[STATED PROBLEM] List, in full, every line of the rows below that contains the string "photo".
— start of RAW DATA —
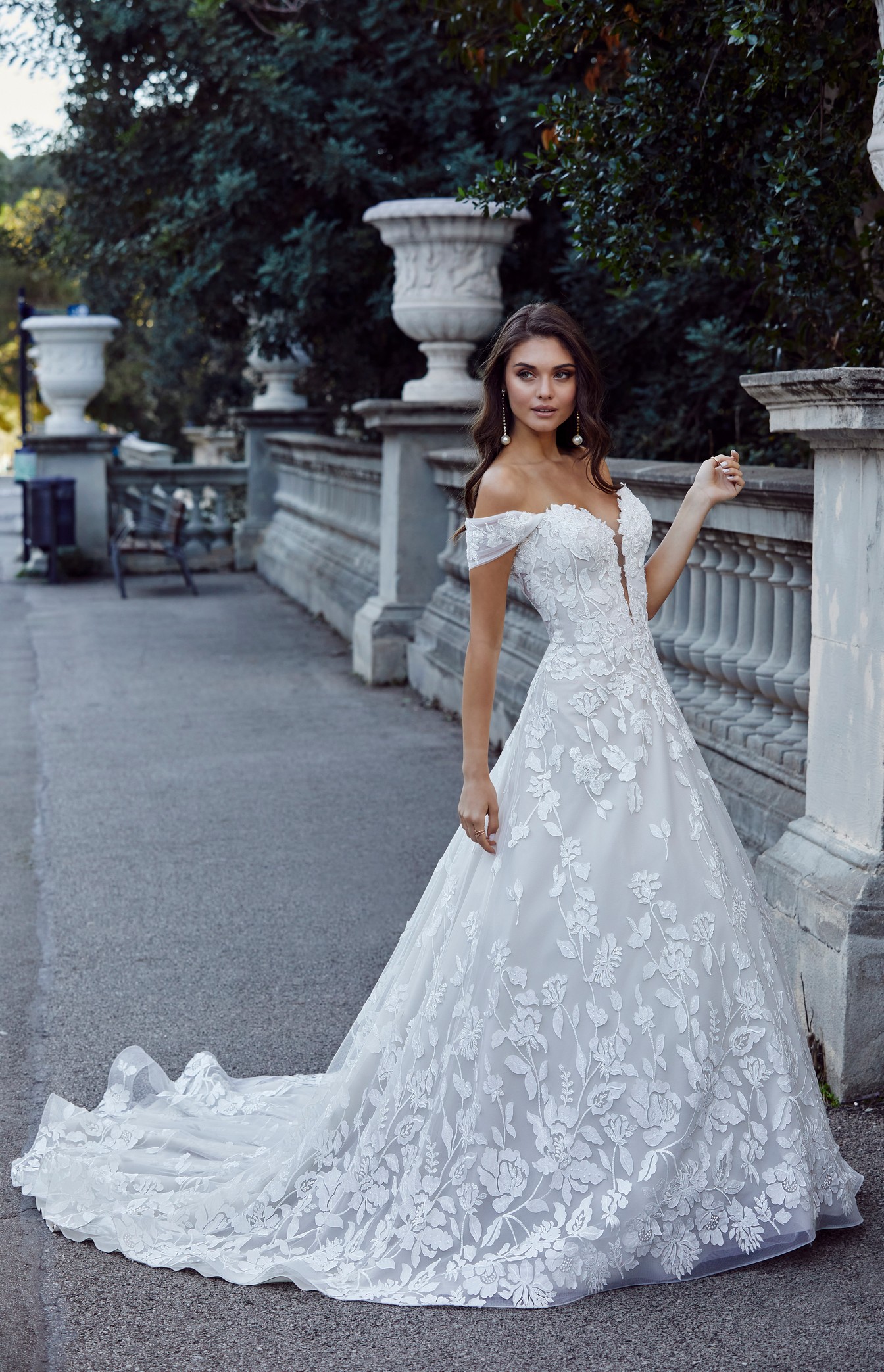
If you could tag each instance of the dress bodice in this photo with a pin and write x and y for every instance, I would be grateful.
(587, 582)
— end of RAW DATA —
— start of RAW DATA —
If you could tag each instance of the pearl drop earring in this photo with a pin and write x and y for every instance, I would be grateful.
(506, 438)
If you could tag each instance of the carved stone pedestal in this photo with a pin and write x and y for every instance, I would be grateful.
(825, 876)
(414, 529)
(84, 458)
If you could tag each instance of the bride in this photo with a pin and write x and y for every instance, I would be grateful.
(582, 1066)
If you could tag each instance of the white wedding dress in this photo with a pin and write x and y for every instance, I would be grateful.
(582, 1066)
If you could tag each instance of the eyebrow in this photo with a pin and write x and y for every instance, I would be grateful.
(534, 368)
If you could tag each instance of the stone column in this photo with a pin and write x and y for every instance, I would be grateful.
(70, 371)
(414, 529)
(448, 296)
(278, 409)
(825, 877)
— end of RAW DATA —
[SOLUTION TO THIS EXERCISE]
If you could tag each instance of the dress bodice in this photo with a pin and write x and y for every instance, I would be grateful.
If you could tag each instance of the pearl drop earring in this photo with a pin and write x and y for every instance, I would be grateful.
If you could tag each instance of the carved stone pedestal in this photo with a pin and write x and y for every instance, I would be grateful.
If you could tag each instance of the bride in this photo with a pin and write x and y for every instance, I would be grateful.
If you could tag each instance of the white wedding dress in this photo with a pin and write x and y for every instance, I would be grateful.
If you could tag each instance of the eyebrow in this photo with a pin and write x and y for every instance, I would be grateful.
If you could tag each instance of the stone column in this photo with a pin and write x and y for every instance, I would be grateful.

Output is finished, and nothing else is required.